### [Your assignment]
The full set of records must be set down verbatim.

### [Provided records]
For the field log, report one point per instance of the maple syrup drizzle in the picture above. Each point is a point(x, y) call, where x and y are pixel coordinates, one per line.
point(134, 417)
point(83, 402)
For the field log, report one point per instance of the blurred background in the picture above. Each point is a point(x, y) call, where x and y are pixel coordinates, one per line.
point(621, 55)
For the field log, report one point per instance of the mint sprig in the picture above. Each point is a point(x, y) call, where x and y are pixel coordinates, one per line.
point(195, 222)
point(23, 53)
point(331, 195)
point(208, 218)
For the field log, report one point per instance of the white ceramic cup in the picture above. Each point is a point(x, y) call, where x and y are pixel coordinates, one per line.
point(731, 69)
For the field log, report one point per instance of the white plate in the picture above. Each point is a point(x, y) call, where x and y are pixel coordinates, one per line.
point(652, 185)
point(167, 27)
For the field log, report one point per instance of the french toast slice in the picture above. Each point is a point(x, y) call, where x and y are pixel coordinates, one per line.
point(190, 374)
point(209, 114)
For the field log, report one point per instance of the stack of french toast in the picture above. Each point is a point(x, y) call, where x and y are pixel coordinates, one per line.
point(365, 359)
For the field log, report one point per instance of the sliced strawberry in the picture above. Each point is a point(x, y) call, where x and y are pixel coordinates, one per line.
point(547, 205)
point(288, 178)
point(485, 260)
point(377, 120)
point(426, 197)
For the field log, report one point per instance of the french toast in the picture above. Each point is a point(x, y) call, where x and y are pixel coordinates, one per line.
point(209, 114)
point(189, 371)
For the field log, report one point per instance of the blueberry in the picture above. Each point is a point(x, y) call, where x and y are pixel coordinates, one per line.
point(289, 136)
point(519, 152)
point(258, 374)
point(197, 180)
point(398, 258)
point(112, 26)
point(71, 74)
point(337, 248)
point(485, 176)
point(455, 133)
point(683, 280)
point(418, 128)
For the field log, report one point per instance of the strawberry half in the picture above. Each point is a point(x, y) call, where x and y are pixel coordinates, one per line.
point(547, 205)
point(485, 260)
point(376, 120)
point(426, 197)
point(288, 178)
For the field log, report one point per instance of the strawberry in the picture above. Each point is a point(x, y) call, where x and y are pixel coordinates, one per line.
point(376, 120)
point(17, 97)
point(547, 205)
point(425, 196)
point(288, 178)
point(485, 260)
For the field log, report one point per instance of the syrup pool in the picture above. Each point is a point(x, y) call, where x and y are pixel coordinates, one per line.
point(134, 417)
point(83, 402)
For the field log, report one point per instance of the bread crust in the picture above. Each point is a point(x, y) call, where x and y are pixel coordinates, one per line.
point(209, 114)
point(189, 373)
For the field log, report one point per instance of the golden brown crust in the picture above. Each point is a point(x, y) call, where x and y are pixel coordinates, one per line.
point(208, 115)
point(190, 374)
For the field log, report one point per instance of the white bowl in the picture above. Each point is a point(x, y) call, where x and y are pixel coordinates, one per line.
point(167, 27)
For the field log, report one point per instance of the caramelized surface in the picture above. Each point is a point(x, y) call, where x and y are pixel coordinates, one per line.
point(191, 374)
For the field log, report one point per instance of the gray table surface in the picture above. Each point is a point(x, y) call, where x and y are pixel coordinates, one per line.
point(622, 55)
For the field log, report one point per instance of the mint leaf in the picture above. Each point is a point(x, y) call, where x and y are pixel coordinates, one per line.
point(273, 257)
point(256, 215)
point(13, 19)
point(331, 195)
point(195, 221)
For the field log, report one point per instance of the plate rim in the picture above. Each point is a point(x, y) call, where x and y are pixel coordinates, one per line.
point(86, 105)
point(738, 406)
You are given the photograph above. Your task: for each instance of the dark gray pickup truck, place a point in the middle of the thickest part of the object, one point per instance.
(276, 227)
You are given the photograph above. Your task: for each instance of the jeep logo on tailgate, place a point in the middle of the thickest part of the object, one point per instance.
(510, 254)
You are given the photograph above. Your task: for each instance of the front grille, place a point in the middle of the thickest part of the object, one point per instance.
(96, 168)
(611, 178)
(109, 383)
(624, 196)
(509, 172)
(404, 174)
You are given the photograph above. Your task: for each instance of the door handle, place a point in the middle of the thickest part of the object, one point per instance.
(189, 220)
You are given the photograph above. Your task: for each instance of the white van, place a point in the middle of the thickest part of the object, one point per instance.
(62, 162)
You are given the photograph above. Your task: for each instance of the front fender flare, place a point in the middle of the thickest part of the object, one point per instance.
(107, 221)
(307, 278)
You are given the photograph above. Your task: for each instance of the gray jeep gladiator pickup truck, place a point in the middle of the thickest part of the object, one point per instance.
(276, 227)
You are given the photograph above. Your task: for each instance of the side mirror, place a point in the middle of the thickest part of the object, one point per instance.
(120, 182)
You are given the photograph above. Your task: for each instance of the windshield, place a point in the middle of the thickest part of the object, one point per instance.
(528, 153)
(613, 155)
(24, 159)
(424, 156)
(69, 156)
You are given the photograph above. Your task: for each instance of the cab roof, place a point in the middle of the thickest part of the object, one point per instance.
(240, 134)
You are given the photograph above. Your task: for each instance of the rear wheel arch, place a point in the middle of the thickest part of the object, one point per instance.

### [Reply to the task]
For the field log, report one point per instance of the maple syrup drizzle in the picture above. Each point is a point(x, y) call, where x and y are pixel coordinates, one per line.
point(134, 417)
point(83, 402)
For the field log, report one point per instance of the blurred background in the picture above. Each point is a point(x, y) call, where x and y are pixel coordinates, one per line.
point(621, 55)
For the field log, report one point per instance of the mint sprig in the picture above. Each point is a point(x, y) call, where x and y are pixel coordinates, one per line.
point(195, 222)
point(23, 53)
point(331, 195)
point(208, 218)
For the field log, report one point per instance of the white ceramic cup in the picture above. Each point is a point(x, y) call, where x and y are pixel coordinates, one per line.
point(731, 69)
For the field log, report one point per instance of the white plate in the picture above. Each point is a point(x, y) call, where x and y are pixel coordinates, one per line.
point(652, 185)
point(167, 27)
For the field log, report one point per instance of the french toast slice in the picture above. Each point is a point(x, y) call, where x and y are pixel coordinates, one per line.
point(190, 374)
point(209, 114)
For the field log, report one point per instance of the stack of french toast in the picture above. Each point is a point(x, y) call, where x and y are pixel coordinates, one per line.
point(365, 359)
For the field log, report one point per instance of the sliced strawberry in the picture above. Each point is a point(x, y) call, where x and y are pixel coordinates, one per line.
point(547, 205)
point(288, 178)
point(485, 260)
point(377, 120)
point(426, 197)
For the field log, report one point per instance of the french toast in the picture above. Each point is a point(x, y) call, where x and y are pixel coordinates, one per line.
point(209, 114)
point(189, 371)
For the field log, report one point per instance of the blueberry in the picture above. Each point is a point(x, y) call, where x and y are pixel coordinates, one per line.
point(289, 136)
point(519, 152)
point(258, 374)
point(197, 180)
point(398, 258)
point(112, 26)
point(71, 74)
point(337, 248)
point(485, 176)
point(455, 133)
point(683, 280)
point(418, 128)
For the field log, report one point per instance of the strawberry half in the picture above. Each point is a point(x, y) call, where x and y are pixel coordinates, one per line.
point(547, 205)
point(485, 260)
point(376, 120)
point(426, 197)
point(288, 178)
For the field log, report one point per instance of the strawberry in the picture above. Each point is a point(x, y) call, where x and y are pixel coordinates, one per line.
point(376, 120)
point(17, 97)
point(547, 205)
point(425, 196)
point(288, 178)
point(485, 260)
For the field log, report one point per instance of the syrup pool in the picture above. Each point is a point(x, y) call, where x and y are pixel coordinates, one per line.
point(134, 417)
point(83, 402)
For the field log, report one point per instance of the bread crust in the picture above. Each point is a point(x, y) call, where x and y are pixel coordinates, one per line.
point(209, 114)
point(189, 373)
For the field log, report one point per instance of the golden brown crust in the picture above. Each point is a point(x, y) call, where x and y are pixel coordinates, one per line.
point(208, 115)
point(190, 374)
For the field log, report one point per instance of the white bowl in the picture above. Each point is a point(x, y) call, where x and y are pixel coordinates, one per line.
point(167, 27)
For the field log, report one point per instance of the caramelized surface in the picture above. Each point is a point(x, y) call, where x and y are pixel coordinates, one per line.
point(191, 374)
For the field log, report one point per instance of the gray table surface in the picture above. Each point is a point(x, y) call, where x and y are pixel coordinates, one per line.
point(622, 55)
For the field log, report one point per instance of the mint leaf in the picture above. Each point is a point(x, y) call, where x and y are pixel coordinates, one per line.
point(273, 257)
point(256, 215)
point(13, 19)
point(331, 195)
point(195, 221)
For the field log, report one point per instance of the plate rim in the picture above. Each point is a point(x, y) call, where x and y are pixel coordinates, one per line.
point(86, 105)
point(738, 406)
You are given the photograph above. Your task: for each instance of the dark gray pickup truck, place a point in the middle of the thickest part of the object, one point per instance.
(276, 227)
You are given the photograph above. Your task: for each instance of the jeep logo on tailgate, place a point in the middle of the thickest part of the object, one point per instance.
(510, 254)
You are given the photograph above. Your task: for each instance of the front grille, place a point in the middle of the thickest part of the object, one point per instance.
(96, 168)
(611, 178)
(109, 383)
(624, 196)
(509, 172)
(404, 174)
You are given the photograph above. Your task: for each instance of the door handle, place a point in the middle of the thickest part of the object, one point per instance.
(189, 220)
You are given the photograph above. Your task: for each instance of the white van, place a point in the middle of the thickest part of the object, one point per instance.
(62, 162)
You are given the photograph above. Your task: for each instance of the front fender flare, place a point in the middle of the thickest part of the object, one point per instance.
(107, 221)
(307, 278)
You are given the photograph above. Your task: for each instance of the gray jeep gladiator pickup truck, place a point in the middle of the thickest part of the object, one point per instance.
(276, 227)
You are given the photograph above. Your task: for each instance of the side mirror, place a point in the middle of the thickest part of the object, one point per instance.
(120, 182)
You are given the photograph above. Your task: for each instance of the windshield, place a point in the middle of the thickest part of the object, one point per instance.
(528, 153)
(613, 155)
(24, 159)
(424, 156)
(69, 156)
You are given the photograph above. Your task: for each instance of the cab roof, place a point in the middle of the thickest part of the object, one point per instance.
(240, 134)
You are given the photograph above. Your task: for each instance of the rear wheel arch, place a point in the middle of the thickest part of the object, one point per instance.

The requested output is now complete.